**Written request:** Please count how many lines of the data below contain the string "trim", and reply with that number alone.

**Material supplied:**
------------------------------------------------------------
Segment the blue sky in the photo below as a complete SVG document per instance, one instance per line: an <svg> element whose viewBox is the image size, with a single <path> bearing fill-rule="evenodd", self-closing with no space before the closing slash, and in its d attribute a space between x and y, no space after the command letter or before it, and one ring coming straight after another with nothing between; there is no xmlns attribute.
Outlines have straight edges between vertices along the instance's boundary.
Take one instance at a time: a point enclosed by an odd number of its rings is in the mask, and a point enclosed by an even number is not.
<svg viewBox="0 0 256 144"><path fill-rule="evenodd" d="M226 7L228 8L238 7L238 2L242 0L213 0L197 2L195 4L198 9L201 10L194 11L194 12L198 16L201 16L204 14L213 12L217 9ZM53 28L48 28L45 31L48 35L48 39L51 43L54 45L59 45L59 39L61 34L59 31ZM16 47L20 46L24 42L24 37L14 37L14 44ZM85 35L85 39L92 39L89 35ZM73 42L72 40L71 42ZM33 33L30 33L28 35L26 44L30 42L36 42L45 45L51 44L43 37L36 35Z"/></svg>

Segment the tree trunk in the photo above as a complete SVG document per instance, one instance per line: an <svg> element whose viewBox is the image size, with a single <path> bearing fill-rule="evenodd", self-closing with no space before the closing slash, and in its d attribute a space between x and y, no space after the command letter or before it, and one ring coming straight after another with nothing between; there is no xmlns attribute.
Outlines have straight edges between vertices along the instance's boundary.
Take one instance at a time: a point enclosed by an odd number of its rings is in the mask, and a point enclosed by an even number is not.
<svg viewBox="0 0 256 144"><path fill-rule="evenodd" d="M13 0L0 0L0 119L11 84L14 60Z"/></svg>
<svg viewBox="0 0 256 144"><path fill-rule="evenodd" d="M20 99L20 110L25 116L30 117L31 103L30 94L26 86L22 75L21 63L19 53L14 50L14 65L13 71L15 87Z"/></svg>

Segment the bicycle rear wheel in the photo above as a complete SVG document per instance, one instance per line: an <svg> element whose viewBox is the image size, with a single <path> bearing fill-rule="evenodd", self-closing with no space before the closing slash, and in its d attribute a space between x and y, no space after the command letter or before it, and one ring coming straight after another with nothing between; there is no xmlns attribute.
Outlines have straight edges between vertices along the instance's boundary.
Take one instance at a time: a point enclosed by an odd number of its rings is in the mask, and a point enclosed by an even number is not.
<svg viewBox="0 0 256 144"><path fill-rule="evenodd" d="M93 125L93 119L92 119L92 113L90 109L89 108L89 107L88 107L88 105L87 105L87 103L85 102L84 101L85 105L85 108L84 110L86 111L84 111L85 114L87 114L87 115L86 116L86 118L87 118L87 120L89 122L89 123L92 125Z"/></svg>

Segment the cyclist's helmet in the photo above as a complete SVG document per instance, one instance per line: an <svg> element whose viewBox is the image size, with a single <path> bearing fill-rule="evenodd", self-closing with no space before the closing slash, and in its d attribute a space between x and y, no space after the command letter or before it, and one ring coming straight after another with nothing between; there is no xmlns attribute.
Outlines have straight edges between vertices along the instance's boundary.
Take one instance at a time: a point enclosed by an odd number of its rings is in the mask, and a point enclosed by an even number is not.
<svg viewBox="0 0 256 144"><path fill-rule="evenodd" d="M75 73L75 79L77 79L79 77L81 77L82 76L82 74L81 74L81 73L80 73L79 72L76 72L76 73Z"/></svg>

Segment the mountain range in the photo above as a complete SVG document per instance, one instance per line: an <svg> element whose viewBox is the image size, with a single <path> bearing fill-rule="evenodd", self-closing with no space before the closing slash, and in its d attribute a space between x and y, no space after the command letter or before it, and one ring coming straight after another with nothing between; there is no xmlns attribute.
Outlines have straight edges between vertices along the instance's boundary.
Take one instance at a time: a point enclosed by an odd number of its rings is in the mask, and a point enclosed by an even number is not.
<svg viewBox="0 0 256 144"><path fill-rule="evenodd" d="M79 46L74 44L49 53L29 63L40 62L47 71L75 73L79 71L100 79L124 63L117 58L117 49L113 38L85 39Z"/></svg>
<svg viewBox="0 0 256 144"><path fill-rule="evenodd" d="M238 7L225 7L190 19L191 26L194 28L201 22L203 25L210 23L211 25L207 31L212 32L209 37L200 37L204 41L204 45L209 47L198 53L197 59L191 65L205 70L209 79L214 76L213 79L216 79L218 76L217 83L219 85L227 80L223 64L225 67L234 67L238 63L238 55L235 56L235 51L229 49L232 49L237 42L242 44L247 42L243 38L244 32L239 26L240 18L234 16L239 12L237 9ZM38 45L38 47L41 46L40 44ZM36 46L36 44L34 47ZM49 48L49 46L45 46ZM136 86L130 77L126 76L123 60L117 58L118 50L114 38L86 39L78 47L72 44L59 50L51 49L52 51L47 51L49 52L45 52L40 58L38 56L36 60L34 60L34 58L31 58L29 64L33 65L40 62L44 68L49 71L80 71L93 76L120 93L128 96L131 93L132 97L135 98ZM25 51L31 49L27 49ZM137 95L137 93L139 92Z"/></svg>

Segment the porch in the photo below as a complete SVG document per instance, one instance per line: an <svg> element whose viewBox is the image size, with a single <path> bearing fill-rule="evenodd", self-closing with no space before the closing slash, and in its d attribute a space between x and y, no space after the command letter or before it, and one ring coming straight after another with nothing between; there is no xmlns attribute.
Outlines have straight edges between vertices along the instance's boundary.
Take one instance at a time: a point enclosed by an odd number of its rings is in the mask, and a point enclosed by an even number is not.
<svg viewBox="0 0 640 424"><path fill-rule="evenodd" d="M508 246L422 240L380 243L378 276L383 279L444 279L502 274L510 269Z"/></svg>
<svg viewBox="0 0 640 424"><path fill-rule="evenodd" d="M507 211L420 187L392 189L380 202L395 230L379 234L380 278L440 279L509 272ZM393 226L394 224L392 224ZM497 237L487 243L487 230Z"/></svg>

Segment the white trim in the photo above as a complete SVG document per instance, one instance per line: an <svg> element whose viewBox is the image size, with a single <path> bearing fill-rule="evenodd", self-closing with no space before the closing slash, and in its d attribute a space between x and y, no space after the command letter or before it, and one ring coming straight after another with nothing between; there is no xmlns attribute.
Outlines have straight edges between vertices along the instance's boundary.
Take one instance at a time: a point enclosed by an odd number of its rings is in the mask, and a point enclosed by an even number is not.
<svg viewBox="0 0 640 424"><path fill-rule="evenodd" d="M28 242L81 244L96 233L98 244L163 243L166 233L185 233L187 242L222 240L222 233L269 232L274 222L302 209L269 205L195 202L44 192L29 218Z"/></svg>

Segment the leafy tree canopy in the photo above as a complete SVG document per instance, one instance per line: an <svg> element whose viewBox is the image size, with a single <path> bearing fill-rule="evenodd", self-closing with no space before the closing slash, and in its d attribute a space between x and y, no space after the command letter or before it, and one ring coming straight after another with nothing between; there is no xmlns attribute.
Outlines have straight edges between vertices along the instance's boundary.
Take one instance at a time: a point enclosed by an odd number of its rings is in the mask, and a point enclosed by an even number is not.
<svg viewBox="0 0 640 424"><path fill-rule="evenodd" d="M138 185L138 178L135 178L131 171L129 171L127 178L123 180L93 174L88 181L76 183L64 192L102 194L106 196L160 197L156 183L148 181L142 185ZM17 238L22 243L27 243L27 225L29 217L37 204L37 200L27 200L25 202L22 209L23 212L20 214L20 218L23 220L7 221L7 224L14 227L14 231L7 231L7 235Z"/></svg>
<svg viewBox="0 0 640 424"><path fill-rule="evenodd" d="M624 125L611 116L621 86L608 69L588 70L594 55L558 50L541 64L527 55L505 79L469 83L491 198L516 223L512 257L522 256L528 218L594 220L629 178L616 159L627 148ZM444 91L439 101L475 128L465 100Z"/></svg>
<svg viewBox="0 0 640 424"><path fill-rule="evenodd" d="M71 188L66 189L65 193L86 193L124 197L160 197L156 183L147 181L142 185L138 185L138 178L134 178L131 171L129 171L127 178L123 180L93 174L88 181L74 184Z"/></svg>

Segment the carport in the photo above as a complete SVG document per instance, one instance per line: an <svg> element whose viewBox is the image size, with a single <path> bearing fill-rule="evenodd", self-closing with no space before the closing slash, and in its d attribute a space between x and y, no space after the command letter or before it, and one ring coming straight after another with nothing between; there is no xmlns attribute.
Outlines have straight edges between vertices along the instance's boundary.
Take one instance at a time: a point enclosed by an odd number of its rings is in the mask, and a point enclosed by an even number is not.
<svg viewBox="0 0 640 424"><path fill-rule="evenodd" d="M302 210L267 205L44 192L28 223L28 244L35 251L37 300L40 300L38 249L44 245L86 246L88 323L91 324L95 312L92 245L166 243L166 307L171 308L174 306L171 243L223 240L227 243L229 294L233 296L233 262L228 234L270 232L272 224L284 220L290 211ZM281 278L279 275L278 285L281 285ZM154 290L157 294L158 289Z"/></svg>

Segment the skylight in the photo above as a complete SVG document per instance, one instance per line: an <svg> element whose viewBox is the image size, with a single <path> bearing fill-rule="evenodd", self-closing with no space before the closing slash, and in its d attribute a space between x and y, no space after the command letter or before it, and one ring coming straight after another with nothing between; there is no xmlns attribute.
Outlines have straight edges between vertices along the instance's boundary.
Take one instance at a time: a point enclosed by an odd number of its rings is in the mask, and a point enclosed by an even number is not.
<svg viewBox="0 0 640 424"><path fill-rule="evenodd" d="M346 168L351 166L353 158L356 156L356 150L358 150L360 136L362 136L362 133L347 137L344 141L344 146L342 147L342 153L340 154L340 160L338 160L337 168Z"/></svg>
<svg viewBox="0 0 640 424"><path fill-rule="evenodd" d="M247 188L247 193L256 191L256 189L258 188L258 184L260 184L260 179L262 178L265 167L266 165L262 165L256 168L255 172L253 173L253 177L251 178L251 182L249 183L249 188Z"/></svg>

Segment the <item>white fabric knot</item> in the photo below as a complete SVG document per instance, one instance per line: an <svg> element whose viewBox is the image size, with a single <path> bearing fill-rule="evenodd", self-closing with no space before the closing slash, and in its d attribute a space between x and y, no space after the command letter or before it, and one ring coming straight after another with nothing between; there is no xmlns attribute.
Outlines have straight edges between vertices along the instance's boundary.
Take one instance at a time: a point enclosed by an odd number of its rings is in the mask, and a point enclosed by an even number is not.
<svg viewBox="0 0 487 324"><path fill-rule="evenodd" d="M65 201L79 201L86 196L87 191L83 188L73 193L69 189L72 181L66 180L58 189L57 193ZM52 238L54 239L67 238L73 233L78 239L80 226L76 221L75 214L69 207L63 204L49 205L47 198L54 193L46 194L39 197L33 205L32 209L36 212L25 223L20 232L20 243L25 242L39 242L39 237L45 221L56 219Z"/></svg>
------------------------------------------------------------
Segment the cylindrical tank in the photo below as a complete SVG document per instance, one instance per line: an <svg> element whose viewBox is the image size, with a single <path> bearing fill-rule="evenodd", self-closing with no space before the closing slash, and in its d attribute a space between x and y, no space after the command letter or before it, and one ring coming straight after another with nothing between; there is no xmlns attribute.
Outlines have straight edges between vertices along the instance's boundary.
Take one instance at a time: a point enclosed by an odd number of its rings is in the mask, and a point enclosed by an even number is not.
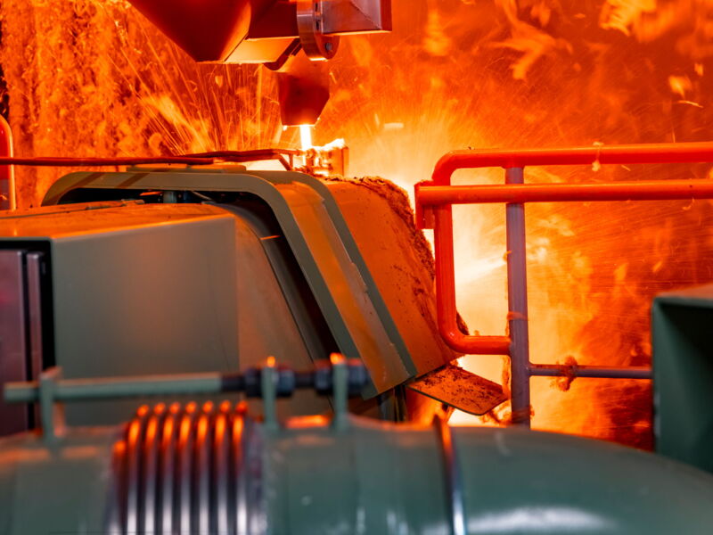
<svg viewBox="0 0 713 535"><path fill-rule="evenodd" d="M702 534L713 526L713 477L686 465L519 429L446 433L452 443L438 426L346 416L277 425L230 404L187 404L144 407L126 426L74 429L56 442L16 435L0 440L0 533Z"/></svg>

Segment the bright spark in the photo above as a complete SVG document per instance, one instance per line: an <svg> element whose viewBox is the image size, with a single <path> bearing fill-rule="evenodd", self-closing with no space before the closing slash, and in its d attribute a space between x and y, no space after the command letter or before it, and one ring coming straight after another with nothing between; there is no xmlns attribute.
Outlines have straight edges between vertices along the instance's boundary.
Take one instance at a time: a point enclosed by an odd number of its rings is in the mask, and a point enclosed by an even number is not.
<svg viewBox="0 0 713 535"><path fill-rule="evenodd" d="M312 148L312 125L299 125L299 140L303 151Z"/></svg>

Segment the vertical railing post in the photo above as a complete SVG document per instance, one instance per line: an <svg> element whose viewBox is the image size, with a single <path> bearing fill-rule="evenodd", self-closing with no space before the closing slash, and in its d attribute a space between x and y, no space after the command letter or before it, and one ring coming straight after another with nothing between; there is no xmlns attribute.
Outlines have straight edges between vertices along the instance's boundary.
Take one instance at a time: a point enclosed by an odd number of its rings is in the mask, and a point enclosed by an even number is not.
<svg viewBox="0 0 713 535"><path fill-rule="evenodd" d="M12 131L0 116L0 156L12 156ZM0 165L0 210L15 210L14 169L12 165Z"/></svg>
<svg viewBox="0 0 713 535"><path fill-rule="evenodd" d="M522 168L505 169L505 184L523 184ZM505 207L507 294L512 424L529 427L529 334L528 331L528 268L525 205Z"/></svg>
------------------------------------------------------------
**Result of this task:** 1